- Born: Muhammad Sbeita 1987 (age 38–39) Gaza, Palestine
- Status: Divorced
- Occupations: Chef, social media personality
- Years active: 2020–present
- Known for: Cooking videos
- Children: Kayan (Khalid)

= Abu Julia =

Palestinian chef (born 1987)

Muhammad Sbaita (محمد اسبيتة), also known as Abu Julia (أبو جوليا), is a Palestinian chef and social media star. He is notable for his cooking videos, and was described by Al Jazeera as "the most famous Arab chef on Facebook".

== Life ==
Sbaita was born in Gaza, Palestine, and lived there continuously until the age of 27. His father is a blacksmith, with whom he worked for around 12 years. He learned to cook at the age of thirteen, with the help of his grandmother, during a period when his mother was unwell. He has a degree in English literature, and has worked as a translator and editor. He moved to London in 2017 to be with his wife, who is a doctor completing a postgraduate medical degree in the UK.

During his time in London, he worked as a translator, though his interest in cooking led him to work in one of Jamie Oliver's restaurants for a year and a half.

== Online career ==
Sbeita published his first video under the pseudonym Abu Julia to Facebook on August 17, 2020. He describes video editing as a skill he had learned during the first COVID-19 lockdown in the United Kingdom. Prior to this, he describes experimenting with short phone-recorded videos on a personal account.

* * * * * * *

Required action 1:
According to the Abu Julia profile, why did he move to London in 2017?
Required action 2:
Check each statement against the Abu Julia profile and mark it yes or no, quoting the words of the text that decide it. (a) He worked alongside his father for around 12 years. (b) His first video as Abu Julia was posted to YouTube. (c) He holds a degree in English literature.

Information given:
* * * * * * *

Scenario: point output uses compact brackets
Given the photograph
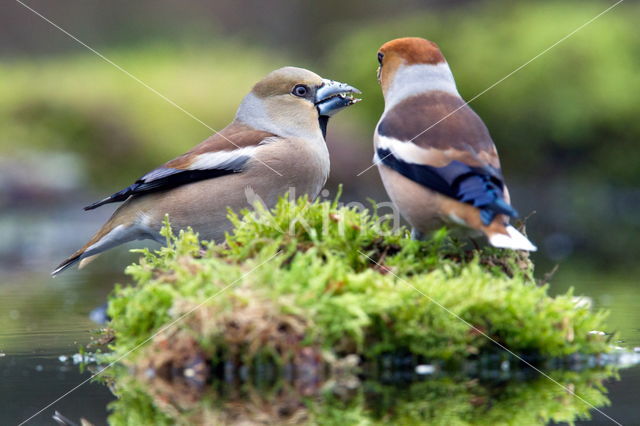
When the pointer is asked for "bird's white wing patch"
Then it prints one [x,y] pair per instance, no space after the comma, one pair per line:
[402,150]
[222,159]
[515,240]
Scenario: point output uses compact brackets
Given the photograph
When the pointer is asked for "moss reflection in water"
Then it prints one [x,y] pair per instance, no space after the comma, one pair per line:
[439,400]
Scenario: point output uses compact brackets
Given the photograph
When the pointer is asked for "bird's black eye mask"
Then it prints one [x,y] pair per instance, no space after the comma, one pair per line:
[305,92]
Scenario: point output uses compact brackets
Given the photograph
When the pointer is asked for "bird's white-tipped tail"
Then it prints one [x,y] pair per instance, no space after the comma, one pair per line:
[515,240]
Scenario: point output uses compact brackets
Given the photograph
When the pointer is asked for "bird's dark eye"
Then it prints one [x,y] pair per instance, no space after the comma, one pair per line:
[300,90]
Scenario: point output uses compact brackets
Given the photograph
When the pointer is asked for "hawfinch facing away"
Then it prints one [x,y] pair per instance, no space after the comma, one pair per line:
[435,155]
[275,144]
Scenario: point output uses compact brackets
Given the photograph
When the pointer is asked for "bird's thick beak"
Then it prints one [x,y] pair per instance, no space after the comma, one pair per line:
[332,96]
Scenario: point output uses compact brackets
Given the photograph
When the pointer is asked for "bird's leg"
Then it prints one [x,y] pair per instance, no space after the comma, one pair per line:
[417,235]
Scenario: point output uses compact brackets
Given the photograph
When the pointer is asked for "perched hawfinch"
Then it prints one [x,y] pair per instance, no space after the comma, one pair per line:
[435,155]
[274,145]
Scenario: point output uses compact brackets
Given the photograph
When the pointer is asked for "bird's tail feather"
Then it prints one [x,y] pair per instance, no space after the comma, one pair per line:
[107,237]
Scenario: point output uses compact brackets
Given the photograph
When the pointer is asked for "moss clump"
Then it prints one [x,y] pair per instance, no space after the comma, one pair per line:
[340,281]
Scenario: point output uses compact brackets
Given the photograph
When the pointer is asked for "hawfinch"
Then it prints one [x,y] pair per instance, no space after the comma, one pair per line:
[435,155]
[274,145]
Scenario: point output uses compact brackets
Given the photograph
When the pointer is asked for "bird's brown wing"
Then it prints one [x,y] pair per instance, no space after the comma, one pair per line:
[223,153]
[437,141]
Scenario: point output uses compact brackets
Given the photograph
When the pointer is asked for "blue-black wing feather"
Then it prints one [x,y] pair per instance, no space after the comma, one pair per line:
[482,187]
[164,178]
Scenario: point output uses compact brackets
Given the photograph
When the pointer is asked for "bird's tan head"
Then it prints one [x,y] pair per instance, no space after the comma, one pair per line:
[405,51]
[294,101]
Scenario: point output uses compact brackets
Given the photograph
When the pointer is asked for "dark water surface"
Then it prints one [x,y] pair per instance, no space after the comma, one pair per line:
[43,322]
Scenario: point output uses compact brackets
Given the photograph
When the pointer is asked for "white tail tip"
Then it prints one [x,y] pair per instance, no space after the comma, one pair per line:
[515,240]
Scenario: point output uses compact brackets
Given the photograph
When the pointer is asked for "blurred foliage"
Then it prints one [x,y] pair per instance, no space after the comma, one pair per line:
[571,112]
[119,127]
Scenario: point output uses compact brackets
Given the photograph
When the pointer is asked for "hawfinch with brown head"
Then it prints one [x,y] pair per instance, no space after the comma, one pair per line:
[435,155]
[275,144]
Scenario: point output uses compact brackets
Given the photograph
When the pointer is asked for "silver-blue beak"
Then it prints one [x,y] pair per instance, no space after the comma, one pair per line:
[333,96]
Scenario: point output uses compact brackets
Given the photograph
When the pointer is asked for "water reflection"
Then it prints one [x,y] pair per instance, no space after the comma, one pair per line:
[397,396]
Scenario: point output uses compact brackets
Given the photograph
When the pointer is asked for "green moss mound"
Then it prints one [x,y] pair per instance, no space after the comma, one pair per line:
[339,280]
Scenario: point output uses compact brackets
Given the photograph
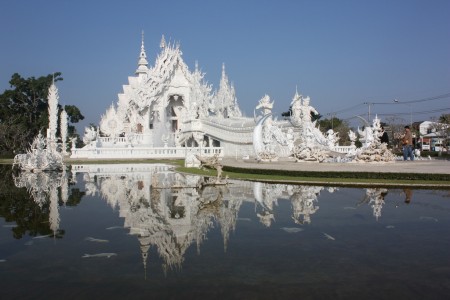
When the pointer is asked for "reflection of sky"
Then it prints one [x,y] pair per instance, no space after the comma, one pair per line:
[406,246]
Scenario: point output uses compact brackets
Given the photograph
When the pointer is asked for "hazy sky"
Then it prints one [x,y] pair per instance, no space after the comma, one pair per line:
[340,53]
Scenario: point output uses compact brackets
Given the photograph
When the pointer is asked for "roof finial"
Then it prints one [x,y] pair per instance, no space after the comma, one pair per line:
[162,45]
[223,69]
[142,63]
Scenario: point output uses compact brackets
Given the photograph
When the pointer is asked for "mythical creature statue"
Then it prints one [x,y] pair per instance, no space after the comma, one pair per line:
[265,105]
[39,157]
[90,135]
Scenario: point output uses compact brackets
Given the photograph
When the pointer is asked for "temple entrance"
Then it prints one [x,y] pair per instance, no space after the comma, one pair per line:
[174,111]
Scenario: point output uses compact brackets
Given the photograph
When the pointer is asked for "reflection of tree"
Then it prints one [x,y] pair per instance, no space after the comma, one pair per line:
[17,205]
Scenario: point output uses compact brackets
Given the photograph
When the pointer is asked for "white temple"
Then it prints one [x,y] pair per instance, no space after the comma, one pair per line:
[168,111]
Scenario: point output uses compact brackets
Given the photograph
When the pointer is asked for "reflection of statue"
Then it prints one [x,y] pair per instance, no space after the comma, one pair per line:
[44,187]
[40,157]
[376,198]
[303,200]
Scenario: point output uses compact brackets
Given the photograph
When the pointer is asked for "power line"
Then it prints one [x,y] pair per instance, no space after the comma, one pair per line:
[438,97]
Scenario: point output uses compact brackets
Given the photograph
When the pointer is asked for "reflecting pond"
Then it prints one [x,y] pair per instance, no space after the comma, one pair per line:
[143,230]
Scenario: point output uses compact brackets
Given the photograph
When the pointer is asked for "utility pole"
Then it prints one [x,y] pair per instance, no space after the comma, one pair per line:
[368,115]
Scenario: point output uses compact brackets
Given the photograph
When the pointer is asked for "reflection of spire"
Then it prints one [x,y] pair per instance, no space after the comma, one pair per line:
[54,212]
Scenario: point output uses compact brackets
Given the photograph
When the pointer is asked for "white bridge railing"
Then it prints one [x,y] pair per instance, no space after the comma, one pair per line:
[344,149]
[150,152]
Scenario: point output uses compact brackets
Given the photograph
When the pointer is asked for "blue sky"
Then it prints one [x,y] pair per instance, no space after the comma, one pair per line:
[340,53]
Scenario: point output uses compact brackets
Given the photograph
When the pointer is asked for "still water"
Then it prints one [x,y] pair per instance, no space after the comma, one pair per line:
[144,231]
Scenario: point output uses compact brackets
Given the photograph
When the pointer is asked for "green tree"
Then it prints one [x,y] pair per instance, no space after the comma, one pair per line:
[340,126]
[24,112]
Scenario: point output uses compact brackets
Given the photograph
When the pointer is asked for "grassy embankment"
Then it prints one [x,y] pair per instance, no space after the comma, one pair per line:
[304,177]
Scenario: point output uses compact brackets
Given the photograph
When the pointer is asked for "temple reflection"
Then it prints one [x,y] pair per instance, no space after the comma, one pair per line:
[170,211]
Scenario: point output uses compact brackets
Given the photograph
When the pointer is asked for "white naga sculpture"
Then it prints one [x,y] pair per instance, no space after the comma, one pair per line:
[45,154]
[372,149]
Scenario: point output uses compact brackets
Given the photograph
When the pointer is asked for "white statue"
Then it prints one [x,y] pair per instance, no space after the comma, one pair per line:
[265,104]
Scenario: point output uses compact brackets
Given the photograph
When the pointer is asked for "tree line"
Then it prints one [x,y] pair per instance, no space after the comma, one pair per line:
[24,112]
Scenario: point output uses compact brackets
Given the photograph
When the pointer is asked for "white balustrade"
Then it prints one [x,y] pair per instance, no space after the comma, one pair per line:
[144,152]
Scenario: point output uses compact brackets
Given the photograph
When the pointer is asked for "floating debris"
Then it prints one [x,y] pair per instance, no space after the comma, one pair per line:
[429,219]
[328,236]
[107,255]
[91,239]
[291,229]
[114,227]
[42,236]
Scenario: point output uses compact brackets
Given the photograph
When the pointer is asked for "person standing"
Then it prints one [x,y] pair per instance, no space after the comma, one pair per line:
[384,137]
[407,144]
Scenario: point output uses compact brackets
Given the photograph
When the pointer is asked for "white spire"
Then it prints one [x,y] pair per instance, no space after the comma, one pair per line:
[162,45]
[142,64]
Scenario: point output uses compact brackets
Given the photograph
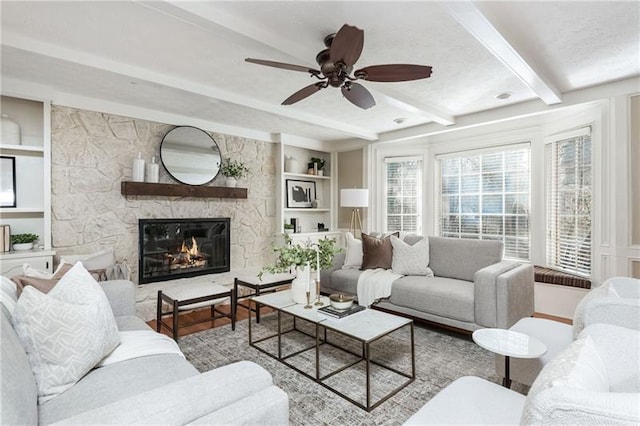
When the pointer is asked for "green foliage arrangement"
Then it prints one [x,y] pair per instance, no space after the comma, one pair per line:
[23,238]
[291,255]
[233,168]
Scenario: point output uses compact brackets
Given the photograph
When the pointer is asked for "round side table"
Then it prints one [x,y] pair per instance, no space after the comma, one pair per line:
[510,344]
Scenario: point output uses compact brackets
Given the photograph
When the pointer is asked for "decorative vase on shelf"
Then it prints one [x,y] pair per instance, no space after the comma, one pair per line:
[22,246]
[291,165]
[299,285]
[11,134]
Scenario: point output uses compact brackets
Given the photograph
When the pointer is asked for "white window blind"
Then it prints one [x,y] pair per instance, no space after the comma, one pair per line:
[569,202]
[403,193]
[485,195]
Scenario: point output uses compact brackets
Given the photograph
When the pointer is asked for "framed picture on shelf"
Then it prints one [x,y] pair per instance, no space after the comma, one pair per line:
[300,193]
[7,181]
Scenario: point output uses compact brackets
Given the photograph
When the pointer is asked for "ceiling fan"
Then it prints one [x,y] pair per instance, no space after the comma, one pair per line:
[336,63]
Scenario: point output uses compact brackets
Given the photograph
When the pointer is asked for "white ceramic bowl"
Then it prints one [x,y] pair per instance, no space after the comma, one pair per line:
[341,301]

* * * * * * *

Expected answer 1:
He moved to London to be with his wife, who is a doctor completing a postgraduate medical degree in the UK.

Expected answer 2:
(a) Yes: "His father is a blacksmith, with whom he worked for around 12 years."
(b) No: "Sbeita published his first video under the pseudonym Abu Julia to Facebook on August 17, 2020."
(c) Yes: "He has a degree in English literature"